### About this exercise
Copy all of the records below verbatim.

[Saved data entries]
= Beginning of Section =

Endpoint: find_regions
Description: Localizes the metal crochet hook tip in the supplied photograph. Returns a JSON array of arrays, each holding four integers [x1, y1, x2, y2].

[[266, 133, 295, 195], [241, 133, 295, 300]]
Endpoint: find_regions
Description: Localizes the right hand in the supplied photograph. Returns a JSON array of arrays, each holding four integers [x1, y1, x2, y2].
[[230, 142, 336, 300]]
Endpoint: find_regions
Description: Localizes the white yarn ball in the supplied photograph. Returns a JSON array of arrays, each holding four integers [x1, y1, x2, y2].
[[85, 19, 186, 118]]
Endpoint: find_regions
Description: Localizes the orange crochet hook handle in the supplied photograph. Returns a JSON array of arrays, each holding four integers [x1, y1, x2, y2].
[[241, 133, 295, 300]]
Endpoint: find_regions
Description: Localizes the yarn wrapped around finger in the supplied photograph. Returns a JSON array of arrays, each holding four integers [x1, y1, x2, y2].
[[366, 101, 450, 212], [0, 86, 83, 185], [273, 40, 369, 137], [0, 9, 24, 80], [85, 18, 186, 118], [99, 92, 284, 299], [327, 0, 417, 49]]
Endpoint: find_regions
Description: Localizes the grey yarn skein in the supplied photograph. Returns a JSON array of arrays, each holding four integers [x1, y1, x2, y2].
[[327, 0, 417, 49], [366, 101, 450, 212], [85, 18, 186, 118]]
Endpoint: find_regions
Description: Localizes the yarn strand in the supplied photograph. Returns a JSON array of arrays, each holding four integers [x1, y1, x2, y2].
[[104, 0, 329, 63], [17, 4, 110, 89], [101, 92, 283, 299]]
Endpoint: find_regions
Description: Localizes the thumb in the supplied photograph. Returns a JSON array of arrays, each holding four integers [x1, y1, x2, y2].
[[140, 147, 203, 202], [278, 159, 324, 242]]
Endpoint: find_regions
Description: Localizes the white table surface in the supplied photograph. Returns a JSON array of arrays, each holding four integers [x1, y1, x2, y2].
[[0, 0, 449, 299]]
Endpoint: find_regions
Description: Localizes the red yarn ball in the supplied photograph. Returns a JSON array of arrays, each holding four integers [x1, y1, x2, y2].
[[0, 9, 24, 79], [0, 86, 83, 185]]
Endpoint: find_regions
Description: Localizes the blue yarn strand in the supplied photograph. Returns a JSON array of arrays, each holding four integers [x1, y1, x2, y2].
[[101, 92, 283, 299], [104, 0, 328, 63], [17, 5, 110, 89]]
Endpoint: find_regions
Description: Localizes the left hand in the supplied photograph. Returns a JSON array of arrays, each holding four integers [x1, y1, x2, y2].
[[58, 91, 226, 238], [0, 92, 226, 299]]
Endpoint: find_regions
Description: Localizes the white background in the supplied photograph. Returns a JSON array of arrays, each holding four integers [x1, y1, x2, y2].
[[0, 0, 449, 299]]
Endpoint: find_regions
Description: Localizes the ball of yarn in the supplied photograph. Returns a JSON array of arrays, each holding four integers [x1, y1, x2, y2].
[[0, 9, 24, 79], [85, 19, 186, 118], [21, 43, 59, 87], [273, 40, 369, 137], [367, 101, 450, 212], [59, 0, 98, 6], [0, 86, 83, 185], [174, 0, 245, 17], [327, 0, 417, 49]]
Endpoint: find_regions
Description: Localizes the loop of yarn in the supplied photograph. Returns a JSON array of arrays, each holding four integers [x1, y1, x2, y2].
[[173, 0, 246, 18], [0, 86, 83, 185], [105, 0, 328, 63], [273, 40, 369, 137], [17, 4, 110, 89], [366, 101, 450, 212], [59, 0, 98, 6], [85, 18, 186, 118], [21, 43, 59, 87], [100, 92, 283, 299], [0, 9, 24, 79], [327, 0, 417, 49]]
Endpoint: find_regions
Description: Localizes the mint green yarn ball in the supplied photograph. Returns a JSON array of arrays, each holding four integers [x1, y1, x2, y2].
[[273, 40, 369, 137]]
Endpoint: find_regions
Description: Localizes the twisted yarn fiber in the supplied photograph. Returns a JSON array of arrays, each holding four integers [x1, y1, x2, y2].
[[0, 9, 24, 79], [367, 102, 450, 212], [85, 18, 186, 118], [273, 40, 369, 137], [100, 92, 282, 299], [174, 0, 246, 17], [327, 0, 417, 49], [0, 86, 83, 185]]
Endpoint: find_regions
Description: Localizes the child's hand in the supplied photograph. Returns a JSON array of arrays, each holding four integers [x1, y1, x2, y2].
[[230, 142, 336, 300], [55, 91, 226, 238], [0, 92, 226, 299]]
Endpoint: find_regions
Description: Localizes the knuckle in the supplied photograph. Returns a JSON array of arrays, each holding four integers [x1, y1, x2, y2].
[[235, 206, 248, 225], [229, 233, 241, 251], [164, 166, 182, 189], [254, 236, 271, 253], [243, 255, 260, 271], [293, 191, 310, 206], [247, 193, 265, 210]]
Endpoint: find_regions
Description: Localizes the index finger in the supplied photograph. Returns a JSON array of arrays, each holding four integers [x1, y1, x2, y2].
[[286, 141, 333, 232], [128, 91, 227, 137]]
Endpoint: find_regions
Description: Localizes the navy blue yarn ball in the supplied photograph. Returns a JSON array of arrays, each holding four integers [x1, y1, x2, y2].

= End of Section =

### Output for this exercise
Endpoint: find_regions
Description: Localizes the metal crochet hook tip in the supplied photograph. Returns a JSON array of arrays, each holding four integers [x1, y1, x2, y2].

[[266, 133, 295, 195], [241, 133, 295, 300]]
Endpoint: find_regions
Description: Localizes the right hand in the supplied photograph. Returns a JSON array of arrays, each holding four integers [x1, y1, x2, y2].
[[230, 142, 336, 300]]
Endpoint: find_regions
Description: Localizes the white yarn ball in the supplied photograph. Returns a JSON array of arrays, each holding four integers [x1, y1, x2, y2].
[[85, 19, 186, 118]]
Endpoint: find_regions
Description: Localizes the orange crochet hook handle in the supplied photograph. Returns a JSON array of arrays, each holding four integers [x1, y1, x2, y2].
[[241, 133, 295, 300]]
Endpoint: find_regions
Description: Localizes the yarn wrapped around finger in the supplied photograph. Returns a JSON array of arrays, each holding four integers [x1, y1, x2, y2].
[[366, 101, 450, 212], [0, 86, 83, 185], [273, 40, 369, 137], [0, 9, 24, 80], [85, 18, 186, 118], [99, 92, 284, 299], [327, 0, 417, 49]]
Endpoint: find_regions
Description: Localizes the grey yarn skein in the supplied photograph. Returns a JSON array of arrays, each holding four integers [x1, y1, x2, y2].
[[327, 0, 417, 49], [366, 101, 450, 212], [85, 18, 186, 118]]
Endpoint: find_regions
Description: Localizes the yarn strand in the supplied photograph. Returns a JSON array of arrays, each holding four integers [x1, y1, x2, y2].
[[104, 0, 329, 63], [17, 4, 110, 89], [101, 92, 283, 299]]
Endpoint: find_regions
Description: Localizes the thumb in the supplied photograph. Returns a JSON array of arrays, each holding four integers [x1, y1, x2, y2].
[[140, 147, 203, 202], [278, 159, 324, 242]]
Endpoint: find_regions
Description: Localizes the white table surface in the supplied photograph. Returns a JSON array of arrays, each holding four integers [x1, y1, x2, y2].
[[0, 0, 449, 299]]
Endpoint: find_regions
Description: Localizes the red yarn ball in the supplied photograph. Returns a JSON array of arrays, each holding four integers [x1, y1, x2, y2].
[[0, 9, 24, 79], [0, 86, 83, 185]]
Endpoint: find_regions
Description: Localizes the blue yarn strand in the supplied photograph. Returns a JSON array of arrays, each holding four integers [x1, y1, x2, y2].
[[101, 92, 283, 299], [104, 0, 328, 63], [17, 5, 110, 89]]
Endpoint: find_regions
Description: Localizes the left hand in the supplied photograph. Returns a JSON array of arrays, each holding four integers [x1, y1, x2, y2].
[[58, 91, 226, 238], [0, 92, 226, 299]]
Endpoint: find_regions
Description: Localizes the white background in the supplied photograph. Returns a JSON array of arrays, each holding four integers [x1, y1, x2, y2].
[[0, 0, 449, 299]]
Endpoint: find_regions
Description: Localizes the ball of yarn in the supplied photograph. Returns a JSON array of arrays, each holding four integers [x1, y1, x2, y2].
[[0, 9, 24, 79], [85, 19, 186, 118], [21, 43, 59, 87], [273, 40, 369, 137], [367, 101, 450, 212], [59, 0, 98, 6], [0, 86, 83, 185], [174, 0, 245, 17], [327, 0, 417, 49]]
Endpoint: find_regions
Description: Localizes the loop of yarn in the supplied photograph. Returns a JSON array of arrays, each holding four integers [x1, y1, x2, y2].
[[173, 0, 246, 18], [0, 86, 83, 185], [105, 0, 328, 63], [273, 40, 369, 137], [17, 4, 110, 89], [366, 101, 450, 212], [59, 0, 98, 6], [85, 18, 186, 118], [21, 43, 59, 87], [100, 92, 283, 299], [0, 9, 24, 79], [327, 0, 417, 49]]
Endpoint: find_regions
Description: Localizes the mint green yarn ball in the supplied photograph. Returns a JSON array of arrays, each holding four integers [x1, y1, x2, y2].
[[273, 40, 369, 137]]
Endpoint: find_regions
Description: Localizes the twisted yarn fiber in the supplied photograph. Returns a JSON array of arrays, each holding four integers [x1, y1, x2, y2].
[[0, 9, 24, 79], [367, 102, 450, 212], [85, 18, 186, 118], [273, 40, 369, 137], [100, 92, 282, 299], [174, 0, 246, 17], [327, 0, 417, 49], [0, 86, 83, 185]]
Endpoint: find_regions
Description: Localizes the child's hand in the supplied photograph. Returns a JSON array of arrays, each holding four integers [x1, y1, x2, y2].
[[230, 142, 336, 300], [55, 91, 226, 238], [0, 92, 226, 299]]
Endpoint: find_regions
Description: Localizes the knuckle in the supplied photograph. Returns a JSON array of arrays, each holding four integers [x1, y1, x2, y2].
[[235, 206, 248, 225], [229, 233, 241, 251], [164, 166, 182, 189], [254, 236, 271, 253], [243, 255, 260, 271], [293, 191, 310, 206], [247, 193, 265, 210]]
Endpoint: find_regions
Description: Localizes the index finger in the supplied photograph. Returns a JSON array of arrays, each holding four integers [x1, y1, x2, y2].
[[286, 141, 333, 232], [128, 91, 227, 137]]
Endpoint: find_regions
Description: Localizes the navy blue yarn ball in the supplied photograph. Returns a JSON array of arrays, each holding four integers [x1, y1, x2, y2].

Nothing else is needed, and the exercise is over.